# [Excerpted passage]
On the one-year anniversary of the Hanau attack, the families of the victims and human rights activists revisited haunting questions of why German security services failed to take timely action that could have saved lives, and why the wider threat of German white supremacist, far-right extremism has been underestimated for so long. The persistence of stereotypes against Turkish immigrants, categories of “guest worker,” or open calls for “temporary” Turks to return home are damaging to Germany’s liberal promise of coexistence. And for far-right German extremists, such tropes are used to justify xenophobic violence against Turkish immigrants.
As parts of Europe grapple with the rise of far-right, populist political parties, Turkish far-right ideas should be viewed as both constitutive of this problem and a reaction to it. That the European anti-immigration far-right has mobilized for decades around a staunch rejection of Turkey’s accession talks is no secret. Seeking either consolation or confirmation, some Turks turned toward groups like the Gray Wolves, where idealogues with a predisposition to hawkishness in the past framed assimilation as akin to annihilation of Turkish identity. And therein lies the quandary for Germany: How to integrate Turks who actively resist it as erasure.

# [Your objective]
In the passage on the Hanau attack and Turkish far-right ideas, why is integrating Turks a quandary for Germany? Answer in one to three sentences.

# [Given records]
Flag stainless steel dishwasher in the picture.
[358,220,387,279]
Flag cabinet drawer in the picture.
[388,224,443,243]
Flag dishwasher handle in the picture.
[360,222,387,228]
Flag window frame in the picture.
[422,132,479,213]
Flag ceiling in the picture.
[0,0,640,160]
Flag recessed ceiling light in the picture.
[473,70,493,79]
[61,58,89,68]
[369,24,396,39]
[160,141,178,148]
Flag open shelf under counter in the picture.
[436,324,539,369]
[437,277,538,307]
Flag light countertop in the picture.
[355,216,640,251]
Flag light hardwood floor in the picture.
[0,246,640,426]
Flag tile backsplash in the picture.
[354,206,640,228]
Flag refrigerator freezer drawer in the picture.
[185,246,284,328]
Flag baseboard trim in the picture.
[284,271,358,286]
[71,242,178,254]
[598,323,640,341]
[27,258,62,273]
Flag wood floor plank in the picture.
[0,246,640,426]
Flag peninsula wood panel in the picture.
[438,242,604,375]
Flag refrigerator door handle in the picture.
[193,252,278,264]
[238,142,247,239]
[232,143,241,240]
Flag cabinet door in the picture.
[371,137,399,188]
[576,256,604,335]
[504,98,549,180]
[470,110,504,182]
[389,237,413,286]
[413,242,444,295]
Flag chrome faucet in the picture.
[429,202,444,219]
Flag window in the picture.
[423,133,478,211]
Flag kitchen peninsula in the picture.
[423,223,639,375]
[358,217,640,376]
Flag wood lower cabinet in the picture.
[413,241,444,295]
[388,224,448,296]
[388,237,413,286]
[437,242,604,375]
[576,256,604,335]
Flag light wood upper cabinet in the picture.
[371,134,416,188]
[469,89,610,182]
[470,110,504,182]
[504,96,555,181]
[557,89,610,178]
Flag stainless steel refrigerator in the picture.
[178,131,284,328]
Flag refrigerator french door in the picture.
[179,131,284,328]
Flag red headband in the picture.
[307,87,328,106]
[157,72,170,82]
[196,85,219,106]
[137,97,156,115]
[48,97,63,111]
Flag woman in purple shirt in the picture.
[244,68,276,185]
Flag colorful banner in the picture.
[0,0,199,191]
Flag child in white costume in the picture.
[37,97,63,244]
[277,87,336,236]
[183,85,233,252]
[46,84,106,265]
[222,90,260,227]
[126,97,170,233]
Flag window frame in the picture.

# [Written solution]
Some Turks, seeking consolation or confirmation, turned to groups like the Gray Wolves. There, ideologues framed assimilation as akin to the annihilation of Turkish identity. As a result, Germany must try to integrate Turks who actively resist integration as erasure.